> Given task
Please reproduce the material below word for word, keeping every line in its original order.

[Excerpts from a detection dataset]
......

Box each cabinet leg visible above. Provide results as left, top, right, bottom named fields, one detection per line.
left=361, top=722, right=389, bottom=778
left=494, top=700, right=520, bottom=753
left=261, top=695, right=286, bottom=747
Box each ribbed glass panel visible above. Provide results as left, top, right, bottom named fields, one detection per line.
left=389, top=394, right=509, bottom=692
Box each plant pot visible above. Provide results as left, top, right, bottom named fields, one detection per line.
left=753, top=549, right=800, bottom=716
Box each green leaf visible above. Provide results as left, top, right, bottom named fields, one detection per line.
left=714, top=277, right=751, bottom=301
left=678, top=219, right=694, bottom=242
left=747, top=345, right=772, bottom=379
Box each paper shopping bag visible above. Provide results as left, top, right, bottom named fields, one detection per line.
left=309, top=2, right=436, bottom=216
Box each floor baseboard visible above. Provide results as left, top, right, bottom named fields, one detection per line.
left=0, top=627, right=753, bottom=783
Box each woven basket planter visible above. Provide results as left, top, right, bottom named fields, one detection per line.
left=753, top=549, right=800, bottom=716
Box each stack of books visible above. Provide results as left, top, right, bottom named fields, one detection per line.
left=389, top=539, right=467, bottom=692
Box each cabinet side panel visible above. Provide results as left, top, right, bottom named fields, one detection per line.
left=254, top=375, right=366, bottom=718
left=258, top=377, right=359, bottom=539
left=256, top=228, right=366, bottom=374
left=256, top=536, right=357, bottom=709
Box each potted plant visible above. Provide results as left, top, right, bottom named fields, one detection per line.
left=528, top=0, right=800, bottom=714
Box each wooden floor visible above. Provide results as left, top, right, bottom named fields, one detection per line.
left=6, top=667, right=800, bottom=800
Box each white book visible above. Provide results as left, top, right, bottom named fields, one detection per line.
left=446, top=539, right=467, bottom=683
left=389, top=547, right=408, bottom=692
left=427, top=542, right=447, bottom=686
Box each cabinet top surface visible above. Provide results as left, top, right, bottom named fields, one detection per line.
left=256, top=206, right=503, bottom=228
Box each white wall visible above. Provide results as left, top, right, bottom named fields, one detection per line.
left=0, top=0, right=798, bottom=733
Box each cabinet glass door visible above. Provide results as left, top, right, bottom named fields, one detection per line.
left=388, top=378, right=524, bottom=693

......

> The result
Box each cabinet leg visible above. Provide results as left, top, right, bottom named fields, one detection per line.
left=361, top=722, right=389, bottom=778
left=494, top=700, right=520, bottom=753
left=261, top=695, right=286, bottom=747
Box each ribbed glass panel visible above. Provide results as left, top, right, bottom named fields, one detection per line.
left=389, top=394, right=509, bottom=692
Box each plant pot visible above. Provide results as left, top, right, bottom named fields, one detection per line.
left=753, top=549, right=800, bottom=716
Box each green leaf visible above. Provide results as left, top, right, bottom named fields, one detection per line.
left=714, top=277, right=751, bottom=301
left=678, top=219, right=694, bottom=242
left=747, top=345, right=772, bottom=379
Box each paper shopping bag visible above. Provide results as left, top, right, bottom named fields, one detection per line.
left=309, top=2, right=436, bottom=216
Box each floor baseboard visible above. Provide results as left, top, right, bottom named fields, one detection per line.
left=0, top=627, right=753, bottom=783
Box each woven basket planter visible above. Provide results as left, top, right, bottom named fields, one detection per line.
left=753, top=549, right=800, bottom=716
Box each stack of books visible above. Provide results as left, top, right, bottom named fields, one detection per line.
left=389, top=539, right=467, bottom=692
Box each cabinet side panel visible above. Provide results as left, top, right, bottom named fields, one detection per line.
left=254, top=375, right=366, bottom=718
left=258, top=377, right=359, bottom=539
left=256, top=228, right=366, bottom=374
left=256, top=536, right=357, bottom=709
Box each potted plant visible above. Provide results as left, top, right, bottom named fields, one detection per line.
left=528, top=0, right=800, bottom=714
Box each wooden floor visible above. Provide results as left, top, right, bottom named fields, one detection per line.
left=6, top=667, right=800, bottom=800
Box each white book visible above. Provide results as left, top, right, bottom named fields, one detection per line.
left=446, top=539, right=467, bottom=683
left=389, top=547, right=408, bottom=692
left=427, top=542, right=447, bottom=686
Box each cabinet top surface visible above. Provide results as left, top, right, bottom named fields, one detection per line.
left=256, top=206, right=503, bottom=228
Box each white wall visible above. Provide results as left, top, right, bottom named fields, one detection per line.
left=0, top=0, right=798, bottom=733
Box each cabinet glass door visible above. Provide results as left, top, right, bottom named fields, one detection per line.
left=388, top=378, right=524, bottom=693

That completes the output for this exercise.